#### [Records shown]
━━━━━━━━━━━━━━━━

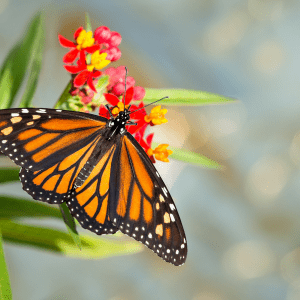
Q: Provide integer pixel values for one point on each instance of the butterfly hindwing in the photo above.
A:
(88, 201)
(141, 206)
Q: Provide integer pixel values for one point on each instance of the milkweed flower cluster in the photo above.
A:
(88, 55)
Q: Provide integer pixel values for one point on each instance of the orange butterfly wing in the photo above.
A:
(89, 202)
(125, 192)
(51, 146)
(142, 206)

━━━━━━━━━━━━━━━━

Recast the records above as a Markdown table with the columns No. and Content, giving each nonblank line its own numbered row. Leave out the pictures and any blank lines.

#### [Worked solution]
| No. | Content |
|---|---|
| 1 | Q: Provide integer pixel values for one point on each instance of the butterfly hindwing in the photo above. |
| 2 | A: |
| 3 | (88, 201) |
| 4 | (141, 206) |
| 5 | Q: Provide integer pixel values for one point on each instance of the milkweed flower cluster in the photo above. |
| 6 | A: |
| 7 | (88, 55) |
| 8 | Q: Provide integer pixel values for one point on each instance of the orange butterfly wing in the photo above. |
| 9 | A: |
| 10 | (89, 202) |
| 11 | (125, 192) |
| 12 | (51, 146) |
| 13 | (142, 206) |